◆ 本文抜粋 ◆

Q:ビートルズやジョン・レノン・ファンにとって、トニー・レビンさんはジョンの生前最後のアルバムに参加したミュージシャンとして非常に興味深い存在です。
往年のロック・ファンはピーター・ガブリエルやキング・クリムゾン、そして今回のアルバム“WATERS OF EDEN”であなたのことをよく知っていますし、ジョンの‘I'm Losing You’のビデオ・クリップを観た若い人たちのあいだでは「あのシブイ人はだれ?」と話題になったりしました(笑)。若いファンになにかメッセージを。

A:僕にとって、ジョン・レノンとプレイできたことはものすごく光栄なことだよ。今でもそのチャンスにめぐり逢えたことに感謝してる。それほどすごいレコーディングに参加できてね。ファンの人同様、僕の人生でとっても重要なことなんだよ。

◆ データ抜粋 ◆
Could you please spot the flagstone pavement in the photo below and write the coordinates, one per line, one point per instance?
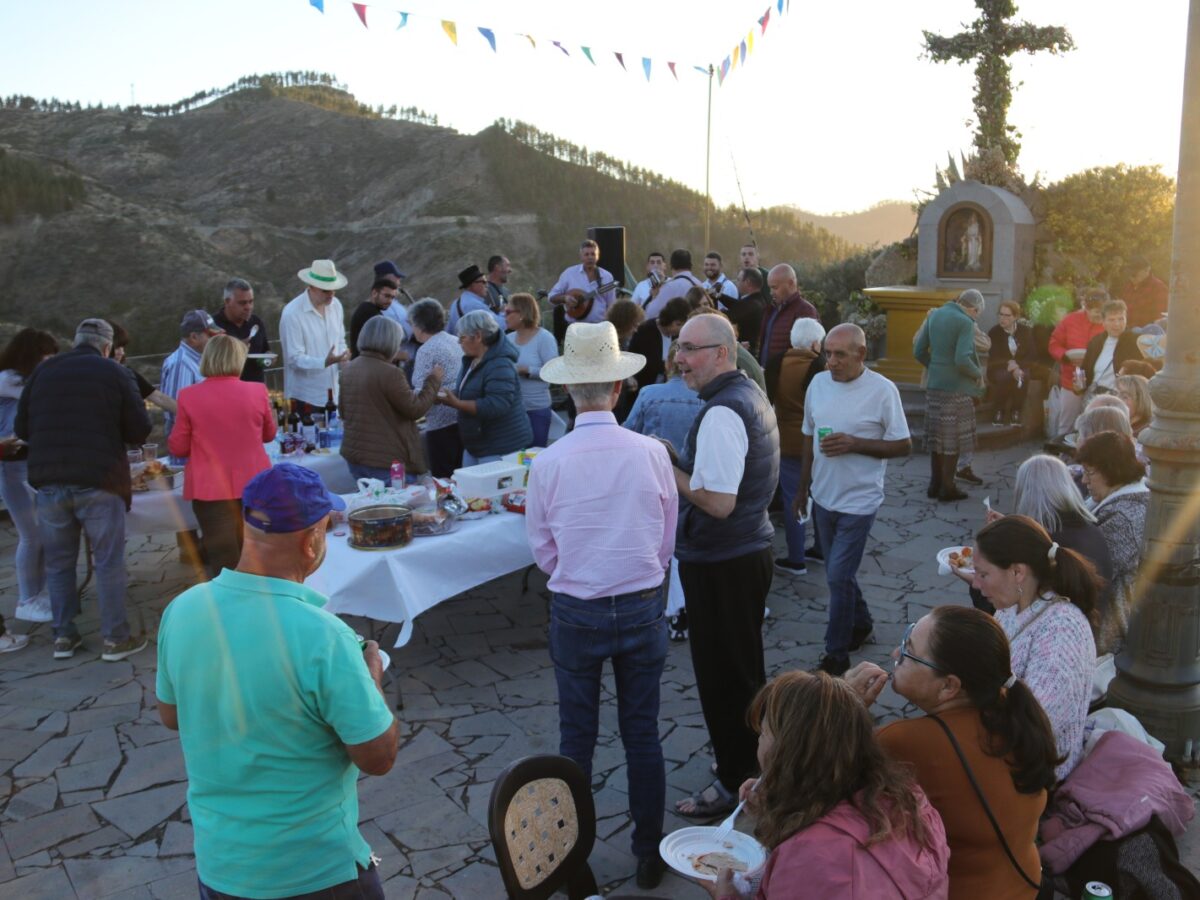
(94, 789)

--

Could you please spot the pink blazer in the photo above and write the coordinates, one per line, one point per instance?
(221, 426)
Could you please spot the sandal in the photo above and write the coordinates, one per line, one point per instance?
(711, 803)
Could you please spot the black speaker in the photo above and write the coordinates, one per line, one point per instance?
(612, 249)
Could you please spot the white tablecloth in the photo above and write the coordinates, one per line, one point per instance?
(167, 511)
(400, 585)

* * *

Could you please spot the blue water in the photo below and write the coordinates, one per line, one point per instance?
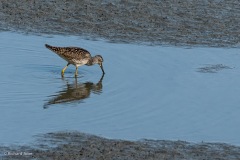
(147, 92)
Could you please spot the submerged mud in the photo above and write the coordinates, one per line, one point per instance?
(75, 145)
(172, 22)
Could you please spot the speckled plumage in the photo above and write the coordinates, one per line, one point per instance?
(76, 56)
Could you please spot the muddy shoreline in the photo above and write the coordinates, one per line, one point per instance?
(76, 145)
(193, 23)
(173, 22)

◆ 課題のねらい ◆
本文抜粋について、次の問いに答えてください。
(a) トニー・レビンさんは、ジョンの何に参加したミュージシャンとして紹介されているか。
(b) 今回のアルバムの名前は何か。
(c) ジョン・レノンとプレイできたことを、トニー・レビンさんは自分にとってどんなことだと言っているか。

◆ 課題の解答 ◆
(a) ジョンの生前最後のアルバム
(b) “WATERS OF EDEN”
(c) ものすごく光栄なこと